* [Short exercise]: Filter the records below and copy out every line that contains the string "plant". Case counts.

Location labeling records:
• • • • •
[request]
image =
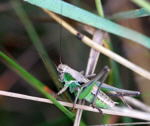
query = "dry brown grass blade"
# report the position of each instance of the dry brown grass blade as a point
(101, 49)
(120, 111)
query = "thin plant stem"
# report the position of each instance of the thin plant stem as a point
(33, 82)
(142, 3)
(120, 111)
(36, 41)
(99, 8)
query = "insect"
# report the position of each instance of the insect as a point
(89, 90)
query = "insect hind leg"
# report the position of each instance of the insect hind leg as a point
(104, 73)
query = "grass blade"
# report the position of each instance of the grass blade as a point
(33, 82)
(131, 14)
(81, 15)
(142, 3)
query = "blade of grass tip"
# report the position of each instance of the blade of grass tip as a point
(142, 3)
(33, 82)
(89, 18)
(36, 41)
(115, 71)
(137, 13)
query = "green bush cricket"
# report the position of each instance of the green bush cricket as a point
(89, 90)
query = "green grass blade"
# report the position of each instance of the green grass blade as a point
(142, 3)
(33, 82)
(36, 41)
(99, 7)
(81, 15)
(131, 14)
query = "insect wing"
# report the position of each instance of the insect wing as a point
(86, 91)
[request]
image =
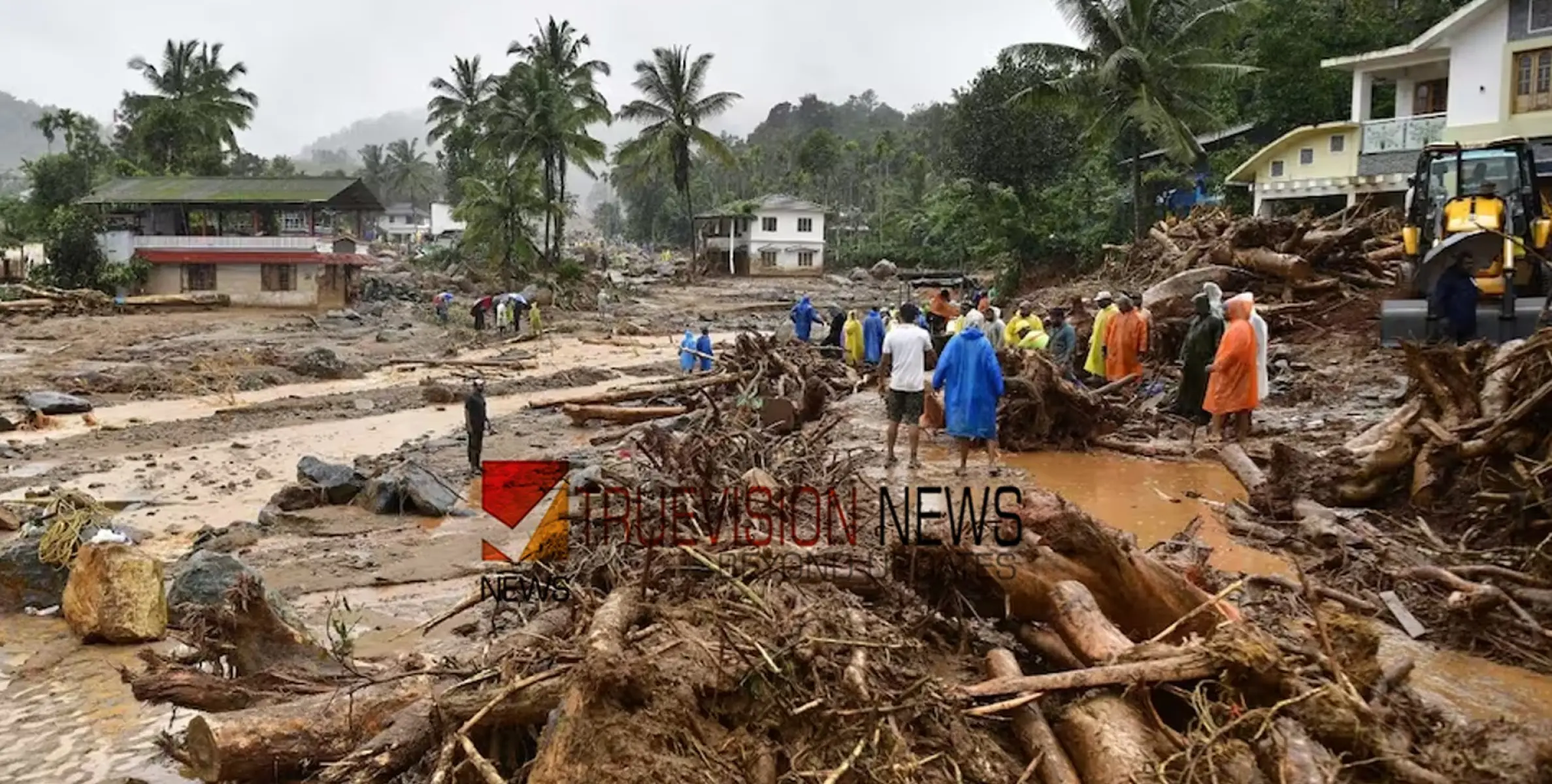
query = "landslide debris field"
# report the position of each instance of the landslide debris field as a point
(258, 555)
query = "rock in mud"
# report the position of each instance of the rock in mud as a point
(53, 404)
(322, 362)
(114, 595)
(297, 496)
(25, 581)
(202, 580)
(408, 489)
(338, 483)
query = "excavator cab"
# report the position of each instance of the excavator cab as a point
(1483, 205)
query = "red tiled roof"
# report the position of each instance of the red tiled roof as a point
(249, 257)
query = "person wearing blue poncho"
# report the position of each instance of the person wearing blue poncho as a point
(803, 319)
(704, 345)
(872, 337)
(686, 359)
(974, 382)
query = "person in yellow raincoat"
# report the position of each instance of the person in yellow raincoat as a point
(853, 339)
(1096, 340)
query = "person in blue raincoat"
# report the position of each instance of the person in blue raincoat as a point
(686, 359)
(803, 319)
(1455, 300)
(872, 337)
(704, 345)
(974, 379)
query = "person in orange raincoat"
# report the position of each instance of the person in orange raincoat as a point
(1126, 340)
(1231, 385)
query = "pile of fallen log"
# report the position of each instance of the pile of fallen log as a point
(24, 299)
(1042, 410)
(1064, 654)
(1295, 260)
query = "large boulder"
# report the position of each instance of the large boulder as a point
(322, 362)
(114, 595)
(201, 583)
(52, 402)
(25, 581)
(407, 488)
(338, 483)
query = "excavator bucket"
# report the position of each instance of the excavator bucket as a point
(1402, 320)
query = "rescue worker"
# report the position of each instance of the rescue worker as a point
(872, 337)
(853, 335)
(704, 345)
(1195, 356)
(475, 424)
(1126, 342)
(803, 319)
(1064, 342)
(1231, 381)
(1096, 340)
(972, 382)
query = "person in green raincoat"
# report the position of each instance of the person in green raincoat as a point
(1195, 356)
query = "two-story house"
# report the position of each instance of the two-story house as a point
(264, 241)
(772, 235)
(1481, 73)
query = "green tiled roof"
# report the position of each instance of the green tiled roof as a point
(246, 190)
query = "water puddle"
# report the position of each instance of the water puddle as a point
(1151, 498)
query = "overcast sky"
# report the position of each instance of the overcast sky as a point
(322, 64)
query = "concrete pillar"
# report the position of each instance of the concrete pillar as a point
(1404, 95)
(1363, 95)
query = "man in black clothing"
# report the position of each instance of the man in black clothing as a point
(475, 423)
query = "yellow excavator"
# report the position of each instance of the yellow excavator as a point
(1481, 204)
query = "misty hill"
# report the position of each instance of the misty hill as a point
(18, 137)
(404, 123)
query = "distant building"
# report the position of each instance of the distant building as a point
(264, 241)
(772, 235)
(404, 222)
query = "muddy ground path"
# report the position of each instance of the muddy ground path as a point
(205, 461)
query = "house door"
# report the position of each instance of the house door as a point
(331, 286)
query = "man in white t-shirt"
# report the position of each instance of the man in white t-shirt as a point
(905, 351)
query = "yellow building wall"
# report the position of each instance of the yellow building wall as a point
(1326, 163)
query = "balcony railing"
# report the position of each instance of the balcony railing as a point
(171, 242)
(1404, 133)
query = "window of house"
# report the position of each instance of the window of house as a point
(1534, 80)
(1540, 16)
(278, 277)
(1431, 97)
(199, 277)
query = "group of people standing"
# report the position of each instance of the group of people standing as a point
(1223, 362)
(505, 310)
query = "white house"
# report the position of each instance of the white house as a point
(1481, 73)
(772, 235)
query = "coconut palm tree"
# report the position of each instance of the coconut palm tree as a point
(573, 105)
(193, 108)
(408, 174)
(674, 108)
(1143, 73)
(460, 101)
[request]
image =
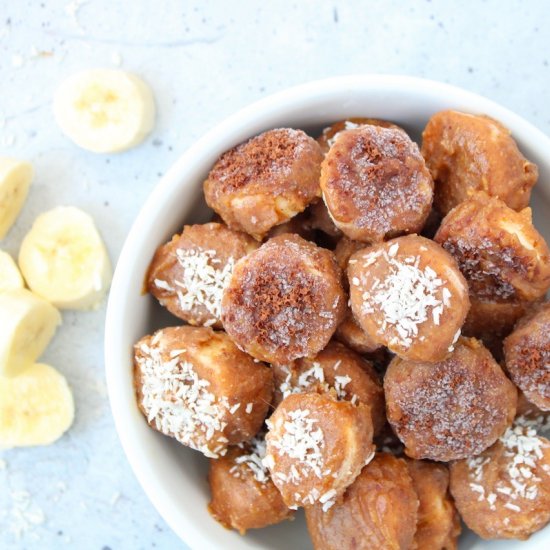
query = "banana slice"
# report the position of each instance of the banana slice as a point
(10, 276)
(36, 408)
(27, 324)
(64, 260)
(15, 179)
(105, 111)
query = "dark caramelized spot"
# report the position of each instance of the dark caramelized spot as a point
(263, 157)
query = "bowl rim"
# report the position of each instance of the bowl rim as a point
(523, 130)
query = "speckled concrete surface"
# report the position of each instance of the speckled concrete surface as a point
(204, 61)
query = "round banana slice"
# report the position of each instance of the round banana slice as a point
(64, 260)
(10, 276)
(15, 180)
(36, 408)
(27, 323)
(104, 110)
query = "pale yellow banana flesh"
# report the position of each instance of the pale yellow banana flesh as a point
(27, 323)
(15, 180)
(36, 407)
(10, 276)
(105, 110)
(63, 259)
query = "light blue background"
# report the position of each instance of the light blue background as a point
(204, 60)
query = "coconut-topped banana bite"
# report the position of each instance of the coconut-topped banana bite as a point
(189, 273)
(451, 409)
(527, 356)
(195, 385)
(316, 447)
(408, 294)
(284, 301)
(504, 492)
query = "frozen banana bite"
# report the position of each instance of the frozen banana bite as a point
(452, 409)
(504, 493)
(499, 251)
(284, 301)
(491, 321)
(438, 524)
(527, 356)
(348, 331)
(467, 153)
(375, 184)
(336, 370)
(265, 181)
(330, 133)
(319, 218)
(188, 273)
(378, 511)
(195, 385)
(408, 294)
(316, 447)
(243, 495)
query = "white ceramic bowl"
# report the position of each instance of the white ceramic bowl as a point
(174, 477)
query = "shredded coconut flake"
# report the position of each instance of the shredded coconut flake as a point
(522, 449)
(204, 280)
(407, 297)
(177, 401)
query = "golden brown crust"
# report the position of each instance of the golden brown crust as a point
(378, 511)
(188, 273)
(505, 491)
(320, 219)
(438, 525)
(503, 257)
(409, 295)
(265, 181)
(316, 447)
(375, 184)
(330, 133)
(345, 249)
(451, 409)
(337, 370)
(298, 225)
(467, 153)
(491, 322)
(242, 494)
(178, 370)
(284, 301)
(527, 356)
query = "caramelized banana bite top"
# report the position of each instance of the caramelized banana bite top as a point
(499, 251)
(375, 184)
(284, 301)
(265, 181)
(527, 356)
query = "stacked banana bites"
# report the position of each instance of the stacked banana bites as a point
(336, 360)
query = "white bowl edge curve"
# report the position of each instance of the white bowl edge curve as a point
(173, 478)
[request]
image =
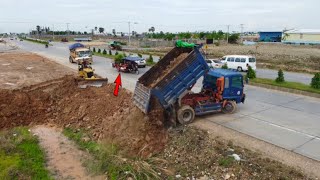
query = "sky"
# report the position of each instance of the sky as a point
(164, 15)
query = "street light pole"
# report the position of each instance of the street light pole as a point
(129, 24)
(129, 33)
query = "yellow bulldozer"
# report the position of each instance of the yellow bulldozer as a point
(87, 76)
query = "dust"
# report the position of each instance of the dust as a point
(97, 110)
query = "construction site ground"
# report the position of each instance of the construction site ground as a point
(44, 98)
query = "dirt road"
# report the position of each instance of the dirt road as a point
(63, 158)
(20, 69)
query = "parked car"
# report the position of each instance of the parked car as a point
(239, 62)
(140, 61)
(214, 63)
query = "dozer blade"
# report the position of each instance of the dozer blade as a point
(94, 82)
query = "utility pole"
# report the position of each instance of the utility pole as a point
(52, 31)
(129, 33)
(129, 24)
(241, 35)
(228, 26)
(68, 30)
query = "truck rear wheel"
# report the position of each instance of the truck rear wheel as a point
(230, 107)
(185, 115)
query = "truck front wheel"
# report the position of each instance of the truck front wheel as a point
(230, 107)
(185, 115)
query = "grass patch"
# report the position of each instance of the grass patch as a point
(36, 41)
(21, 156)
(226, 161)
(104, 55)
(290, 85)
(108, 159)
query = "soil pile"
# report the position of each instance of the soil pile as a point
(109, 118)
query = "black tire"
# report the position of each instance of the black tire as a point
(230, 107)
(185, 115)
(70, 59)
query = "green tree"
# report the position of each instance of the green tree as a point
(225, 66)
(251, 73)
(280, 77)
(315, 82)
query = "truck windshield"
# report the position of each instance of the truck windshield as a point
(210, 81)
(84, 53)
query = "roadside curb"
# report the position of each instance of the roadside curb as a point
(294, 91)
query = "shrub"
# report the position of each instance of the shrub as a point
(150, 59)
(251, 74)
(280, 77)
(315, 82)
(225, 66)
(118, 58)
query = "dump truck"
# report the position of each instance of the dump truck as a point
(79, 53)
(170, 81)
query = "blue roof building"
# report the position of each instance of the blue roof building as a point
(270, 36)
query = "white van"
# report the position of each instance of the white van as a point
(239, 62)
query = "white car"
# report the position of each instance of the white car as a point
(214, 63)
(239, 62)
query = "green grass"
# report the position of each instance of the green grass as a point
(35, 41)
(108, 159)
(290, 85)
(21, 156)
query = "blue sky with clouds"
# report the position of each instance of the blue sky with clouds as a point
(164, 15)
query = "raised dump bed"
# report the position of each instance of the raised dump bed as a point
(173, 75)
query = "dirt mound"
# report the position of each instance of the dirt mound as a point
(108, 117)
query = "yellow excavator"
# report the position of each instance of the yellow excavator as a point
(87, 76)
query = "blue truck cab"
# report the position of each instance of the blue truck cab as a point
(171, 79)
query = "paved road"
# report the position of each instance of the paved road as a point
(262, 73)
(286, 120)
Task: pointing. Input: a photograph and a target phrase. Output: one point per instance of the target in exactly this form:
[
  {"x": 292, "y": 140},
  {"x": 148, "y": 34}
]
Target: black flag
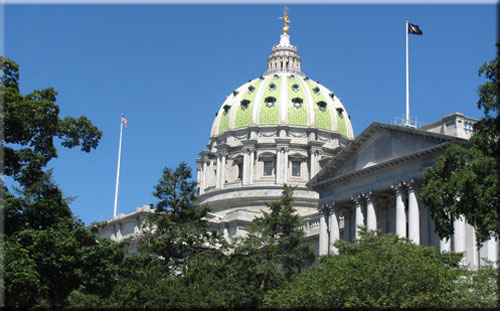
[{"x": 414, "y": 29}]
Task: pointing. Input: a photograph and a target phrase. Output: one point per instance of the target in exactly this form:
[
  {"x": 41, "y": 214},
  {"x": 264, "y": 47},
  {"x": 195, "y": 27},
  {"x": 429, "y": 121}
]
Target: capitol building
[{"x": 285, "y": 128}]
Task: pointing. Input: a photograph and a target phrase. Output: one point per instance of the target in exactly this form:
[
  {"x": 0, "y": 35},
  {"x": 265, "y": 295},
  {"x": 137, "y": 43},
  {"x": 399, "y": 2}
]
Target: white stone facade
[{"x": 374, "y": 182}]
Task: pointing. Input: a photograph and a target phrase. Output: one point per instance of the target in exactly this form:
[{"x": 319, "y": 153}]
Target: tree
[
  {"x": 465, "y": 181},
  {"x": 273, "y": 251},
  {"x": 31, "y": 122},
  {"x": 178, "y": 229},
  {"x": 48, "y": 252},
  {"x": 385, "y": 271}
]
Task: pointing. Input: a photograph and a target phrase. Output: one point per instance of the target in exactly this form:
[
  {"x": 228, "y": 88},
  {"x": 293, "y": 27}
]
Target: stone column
• • • • •
* [The solution]:
query = "thin plant stem"
# report the position of each instance of the thin plant stem as a point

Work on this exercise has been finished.